*** EXTRAIT DU TEXTE ***

C’est à travers son compte Facebook que l’écrivain sénégalais a partagé ses « observations personnelles » qui « relèvent d’expériences intimes ou de réflexions littéraires, sociologiques ou politiques. »

 

« Le 19 août dernier, plusieurs amis m’ont rappelé que La plus secrète mémoire des hommes venait d’avoir deux ans. De tout ce qui s’est passé au cœur de ces deux années, à la demande d’un de ces amis, j’ai essayé de tirer dix petites observations personnelles, qu’elles relèvent d’expériences intimes ou de réflexions littéraires, sociologiques ou politiques. Voici la première de ses observations ; les autres suivront, au rythme d’une par jour.
Parlons d’abord chiffres, en toute transparence, et sans effets de manche. La plus secrète mémoire des hommes a été traduit, jusqu’ici, en 38 langues. Il s’est vendu à plus de 570.000 exemplaires (en grand format, hors « Poche », donc) en France. 18 pays (sur les trente-deux qui décernaient des Goncourt étrangers cette année-là) l’ont choisi comme lauréat de leur prix. Dans tous les pays où je suis allé -une vingtaine, ces deux dernières années- il a, globalement, reçu un accueil très favorable et a même figuré sur quelques listes des meilleures ventes. Cela ne signifie naturellement pas qu’il échappe, dans ces pays, à des critiques négatives, à des éreintements féroces, à des réserves, à des rejets, à des perplexités, à des indifférences : c’est l’évidence même qu’aucun livre, quel que soit le lieu, n’emporte l’absolue unanimité critique. Et tant mieux.

***

[CONSIGNES]
• A. D'après le texte, en combien de langues La plus secrète mémoire des hommes a-t-il été traduit jusqu'ici ?
• B. Recopiez le texte de « Parlons d’abord chiffres, en » à « Et tant mieux. ».

*** ENTRÉES DU CORPUS ***

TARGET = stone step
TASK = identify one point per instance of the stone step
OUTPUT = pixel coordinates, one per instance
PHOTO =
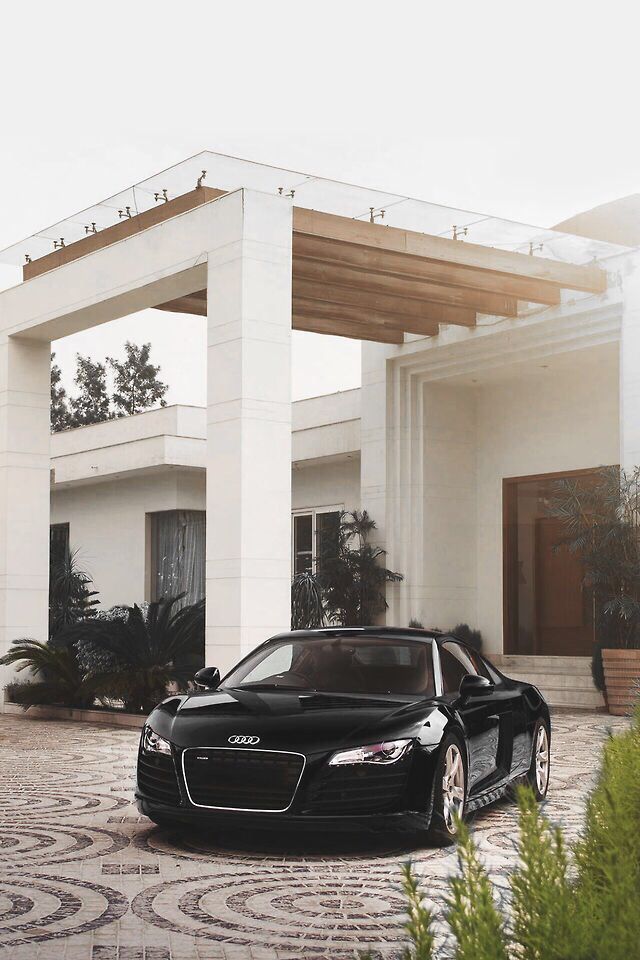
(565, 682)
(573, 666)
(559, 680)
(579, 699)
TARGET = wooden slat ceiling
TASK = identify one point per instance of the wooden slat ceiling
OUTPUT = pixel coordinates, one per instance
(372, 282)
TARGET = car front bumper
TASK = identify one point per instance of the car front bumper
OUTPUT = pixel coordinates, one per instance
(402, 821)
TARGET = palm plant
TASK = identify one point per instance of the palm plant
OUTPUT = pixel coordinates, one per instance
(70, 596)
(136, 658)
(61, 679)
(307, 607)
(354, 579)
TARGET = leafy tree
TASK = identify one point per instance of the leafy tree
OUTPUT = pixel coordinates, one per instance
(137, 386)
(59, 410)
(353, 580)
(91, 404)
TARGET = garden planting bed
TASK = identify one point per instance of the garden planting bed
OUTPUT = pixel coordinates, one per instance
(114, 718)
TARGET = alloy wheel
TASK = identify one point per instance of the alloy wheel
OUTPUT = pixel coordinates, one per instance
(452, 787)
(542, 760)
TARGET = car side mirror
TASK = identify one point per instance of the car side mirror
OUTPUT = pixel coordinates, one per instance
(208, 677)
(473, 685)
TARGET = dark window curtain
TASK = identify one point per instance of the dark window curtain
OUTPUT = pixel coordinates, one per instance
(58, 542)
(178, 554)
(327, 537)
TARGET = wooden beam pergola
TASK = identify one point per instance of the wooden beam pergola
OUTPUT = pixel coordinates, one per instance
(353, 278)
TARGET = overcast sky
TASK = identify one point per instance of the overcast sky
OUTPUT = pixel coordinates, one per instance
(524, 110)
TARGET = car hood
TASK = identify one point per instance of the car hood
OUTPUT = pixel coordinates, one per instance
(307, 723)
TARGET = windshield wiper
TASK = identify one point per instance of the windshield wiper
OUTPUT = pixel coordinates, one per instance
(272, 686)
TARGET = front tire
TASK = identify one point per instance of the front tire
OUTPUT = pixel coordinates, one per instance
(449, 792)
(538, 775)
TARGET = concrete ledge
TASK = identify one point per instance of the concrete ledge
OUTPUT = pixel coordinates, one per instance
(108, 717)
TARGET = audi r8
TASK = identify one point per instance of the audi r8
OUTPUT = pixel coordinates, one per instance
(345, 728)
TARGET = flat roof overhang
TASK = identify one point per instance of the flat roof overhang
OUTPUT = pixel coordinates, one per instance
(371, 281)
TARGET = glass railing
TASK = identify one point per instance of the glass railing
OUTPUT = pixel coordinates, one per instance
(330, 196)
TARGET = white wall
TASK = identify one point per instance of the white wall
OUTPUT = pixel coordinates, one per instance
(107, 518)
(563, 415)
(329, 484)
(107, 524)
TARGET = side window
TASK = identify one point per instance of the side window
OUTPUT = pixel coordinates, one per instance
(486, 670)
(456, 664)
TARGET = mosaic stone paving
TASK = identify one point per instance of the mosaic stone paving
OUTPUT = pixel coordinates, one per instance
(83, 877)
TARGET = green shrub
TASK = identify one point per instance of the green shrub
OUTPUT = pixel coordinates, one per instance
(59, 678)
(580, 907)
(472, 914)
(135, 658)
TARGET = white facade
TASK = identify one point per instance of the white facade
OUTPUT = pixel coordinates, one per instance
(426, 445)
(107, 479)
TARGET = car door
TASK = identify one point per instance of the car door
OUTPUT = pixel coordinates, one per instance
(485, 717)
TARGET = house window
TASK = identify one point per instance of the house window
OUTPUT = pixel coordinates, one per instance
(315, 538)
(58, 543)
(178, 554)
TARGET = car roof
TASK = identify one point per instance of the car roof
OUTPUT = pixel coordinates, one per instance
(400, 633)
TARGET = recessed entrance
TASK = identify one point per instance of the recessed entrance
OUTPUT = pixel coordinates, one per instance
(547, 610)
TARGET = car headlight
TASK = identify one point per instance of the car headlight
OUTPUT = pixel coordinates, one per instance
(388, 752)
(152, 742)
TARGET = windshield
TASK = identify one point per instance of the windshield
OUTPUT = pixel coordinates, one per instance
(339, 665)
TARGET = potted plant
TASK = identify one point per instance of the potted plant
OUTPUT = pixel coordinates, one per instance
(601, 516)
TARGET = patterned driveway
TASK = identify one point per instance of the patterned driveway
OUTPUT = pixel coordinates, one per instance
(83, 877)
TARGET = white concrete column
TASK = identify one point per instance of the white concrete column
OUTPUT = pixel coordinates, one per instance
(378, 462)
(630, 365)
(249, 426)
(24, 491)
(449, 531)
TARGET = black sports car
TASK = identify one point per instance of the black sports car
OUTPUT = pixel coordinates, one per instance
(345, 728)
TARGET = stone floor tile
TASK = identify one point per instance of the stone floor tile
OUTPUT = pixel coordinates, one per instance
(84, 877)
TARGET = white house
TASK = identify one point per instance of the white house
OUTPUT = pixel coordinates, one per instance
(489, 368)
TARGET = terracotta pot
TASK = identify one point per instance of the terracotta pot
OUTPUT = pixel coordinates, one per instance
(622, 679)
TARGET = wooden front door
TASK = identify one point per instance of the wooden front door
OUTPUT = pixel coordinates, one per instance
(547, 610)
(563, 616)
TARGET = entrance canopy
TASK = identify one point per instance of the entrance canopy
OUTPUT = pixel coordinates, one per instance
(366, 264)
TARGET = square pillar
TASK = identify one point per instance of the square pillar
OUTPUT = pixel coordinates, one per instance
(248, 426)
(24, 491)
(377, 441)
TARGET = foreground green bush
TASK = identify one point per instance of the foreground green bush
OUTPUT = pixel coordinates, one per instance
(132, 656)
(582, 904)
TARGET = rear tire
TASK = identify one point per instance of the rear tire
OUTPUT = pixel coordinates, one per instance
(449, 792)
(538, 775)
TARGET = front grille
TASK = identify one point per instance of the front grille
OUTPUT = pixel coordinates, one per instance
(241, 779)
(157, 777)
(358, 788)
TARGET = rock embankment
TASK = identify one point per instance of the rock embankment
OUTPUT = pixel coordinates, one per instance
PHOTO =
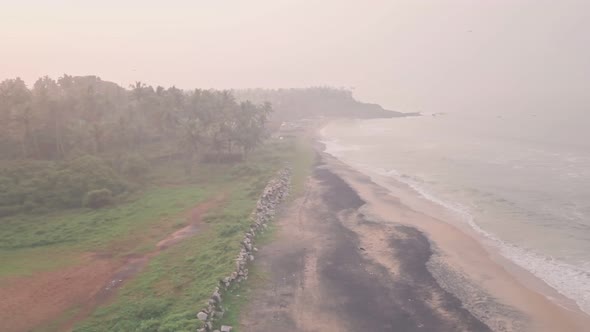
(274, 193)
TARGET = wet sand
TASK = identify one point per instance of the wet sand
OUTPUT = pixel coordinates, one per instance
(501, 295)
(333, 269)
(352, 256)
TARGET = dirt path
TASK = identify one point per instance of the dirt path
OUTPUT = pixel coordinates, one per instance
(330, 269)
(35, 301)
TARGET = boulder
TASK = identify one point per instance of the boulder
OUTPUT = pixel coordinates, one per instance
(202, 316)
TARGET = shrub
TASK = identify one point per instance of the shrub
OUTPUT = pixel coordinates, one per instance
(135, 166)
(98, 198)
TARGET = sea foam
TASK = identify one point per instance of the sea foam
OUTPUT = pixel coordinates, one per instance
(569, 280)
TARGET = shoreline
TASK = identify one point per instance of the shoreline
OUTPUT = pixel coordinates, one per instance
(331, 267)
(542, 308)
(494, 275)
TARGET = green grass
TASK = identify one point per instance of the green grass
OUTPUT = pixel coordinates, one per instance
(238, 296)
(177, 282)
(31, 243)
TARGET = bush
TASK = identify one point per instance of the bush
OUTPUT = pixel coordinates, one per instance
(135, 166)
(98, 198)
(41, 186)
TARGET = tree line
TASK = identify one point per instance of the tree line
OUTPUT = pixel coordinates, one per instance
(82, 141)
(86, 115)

***
*** ENTRÉES DU CORPUS ***

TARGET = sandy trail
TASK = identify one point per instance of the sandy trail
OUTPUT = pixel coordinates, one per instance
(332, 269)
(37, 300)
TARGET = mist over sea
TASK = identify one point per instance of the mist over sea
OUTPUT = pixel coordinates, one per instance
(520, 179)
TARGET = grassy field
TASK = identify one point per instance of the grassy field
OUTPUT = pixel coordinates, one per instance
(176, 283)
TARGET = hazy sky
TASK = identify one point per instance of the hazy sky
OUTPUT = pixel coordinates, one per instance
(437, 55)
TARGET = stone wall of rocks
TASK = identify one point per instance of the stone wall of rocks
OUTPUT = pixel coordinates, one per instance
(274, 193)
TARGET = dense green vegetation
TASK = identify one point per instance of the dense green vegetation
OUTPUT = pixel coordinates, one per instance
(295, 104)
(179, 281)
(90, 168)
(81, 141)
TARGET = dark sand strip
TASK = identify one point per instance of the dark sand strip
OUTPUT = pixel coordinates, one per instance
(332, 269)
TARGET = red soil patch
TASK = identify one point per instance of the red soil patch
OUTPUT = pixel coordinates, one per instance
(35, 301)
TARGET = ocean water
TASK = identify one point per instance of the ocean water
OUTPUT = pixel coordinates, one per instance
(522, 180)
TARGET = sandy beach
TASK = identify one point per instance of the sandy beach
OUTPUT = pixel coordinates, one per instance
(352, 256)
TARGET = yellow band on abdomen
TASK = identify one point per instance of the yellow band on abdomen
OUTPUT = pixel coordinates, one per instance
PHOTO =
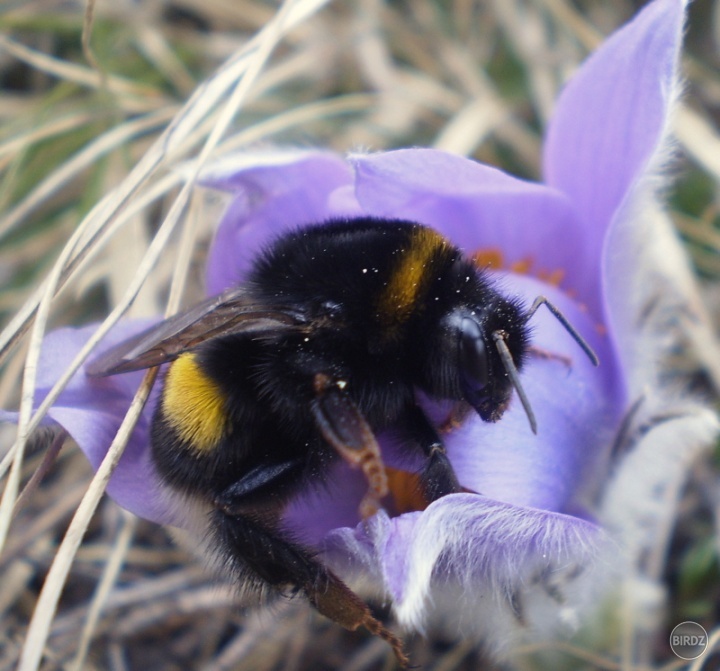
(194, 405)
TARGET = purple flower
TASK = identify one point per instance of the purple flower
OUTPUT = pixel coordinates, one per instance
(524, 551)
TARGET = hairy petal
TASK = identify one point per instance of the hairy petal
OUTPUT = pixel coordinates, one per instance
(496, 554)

***
*** ENTRÉES DU CORPUS ***

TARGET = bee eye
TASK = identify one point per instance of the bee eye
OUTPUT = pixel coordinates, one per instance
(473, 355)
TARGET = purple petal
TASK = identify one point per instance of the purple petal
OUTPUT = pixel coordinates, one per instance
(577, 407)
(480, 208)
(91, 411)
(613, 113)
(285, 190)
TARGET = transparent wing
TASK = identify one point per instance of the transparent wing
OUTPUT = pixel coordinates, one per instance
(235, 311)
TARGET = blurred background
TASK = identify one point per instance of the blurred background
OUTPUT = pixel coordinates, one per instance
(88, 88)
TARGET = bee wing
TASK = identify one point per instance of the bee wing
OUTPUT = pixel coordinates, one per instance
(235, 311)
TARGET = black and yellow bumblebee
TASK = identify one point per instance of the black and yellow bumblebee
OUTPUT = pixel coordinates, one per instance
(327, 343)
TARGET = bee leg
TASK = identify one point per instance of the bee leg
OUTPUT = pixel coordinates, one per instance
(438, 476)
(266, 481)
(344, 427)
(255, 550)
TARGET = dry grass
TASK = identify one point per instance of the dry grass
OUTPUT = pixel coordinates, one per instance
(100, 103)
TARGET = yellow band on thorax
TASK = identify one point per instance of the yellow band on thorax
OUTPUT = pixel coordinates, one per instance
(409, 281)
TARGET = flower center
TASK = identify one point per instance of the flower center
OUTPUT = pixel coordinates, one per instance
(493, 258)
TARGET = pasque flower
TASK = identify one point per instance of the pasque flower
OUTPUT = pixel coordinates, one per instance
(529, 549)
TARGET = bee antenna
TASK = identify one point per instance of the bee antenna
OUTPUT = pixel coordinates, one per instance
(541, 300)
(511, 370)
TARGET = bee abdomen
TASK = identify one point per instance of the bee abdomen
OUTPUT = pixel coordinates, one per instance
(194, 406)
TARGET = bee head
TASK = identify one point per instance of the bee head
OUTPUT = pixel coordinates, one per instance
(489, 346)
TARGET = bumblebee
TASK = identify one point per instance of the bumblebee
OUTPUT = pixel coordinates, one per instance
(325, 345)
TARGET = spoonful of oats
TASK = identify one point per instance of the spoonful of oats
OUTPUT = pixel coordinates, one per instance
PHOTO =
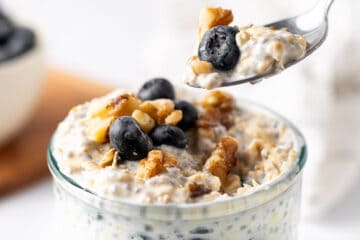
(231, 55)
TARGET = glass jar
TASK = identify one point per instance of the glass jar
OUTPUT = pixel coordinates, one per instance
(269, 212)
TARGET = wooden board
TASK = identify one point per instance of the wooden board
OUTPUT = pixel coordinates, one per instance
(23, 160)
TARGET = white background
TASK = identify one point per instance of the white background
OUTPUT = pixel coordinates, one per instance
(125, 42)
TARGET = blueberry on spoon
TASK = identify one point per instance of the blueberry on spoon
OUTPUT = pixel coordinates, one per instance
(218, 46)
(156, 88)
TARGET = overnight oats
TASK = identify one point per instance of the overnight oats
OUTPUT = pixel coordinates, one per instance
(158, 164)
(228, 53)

***

[LISTE DES RÉPONSES]
• A. En 38 langues.

• B.
Parlons d’abord chiffres, en toute transparence, et sans effets de manche. La plus secrète mémoire des hommes a été traduit, jusqu’ici, en 38 langues. Il s’est vendu à plus de 570.000 exemplaires (en grand format, hors « Poche », donc) en France. 18 pays (sur les trente-deux qui décernaient des Goncourt étrangers cette année-là) l’ont choisi comme lauréat de leur prix. Dans tous les pays où je suis allé -une vingtaine, ces deux dernières années- il a, globalement, reçu un accueil très favorable et a même figuré sur quelques listes des meilleures ventes. Cela ne signifie naturellement pas qu’il échappe, dans ces pays, à des critiques négatives, à des éreintements féroces, à des réserves, à des rejets, à des perplexités, à des indifférences : c’est l’évidence même qu’aucun livre, quel que soit le lieu, n’emporte l’absolue unanimité critique. Et tant mieux.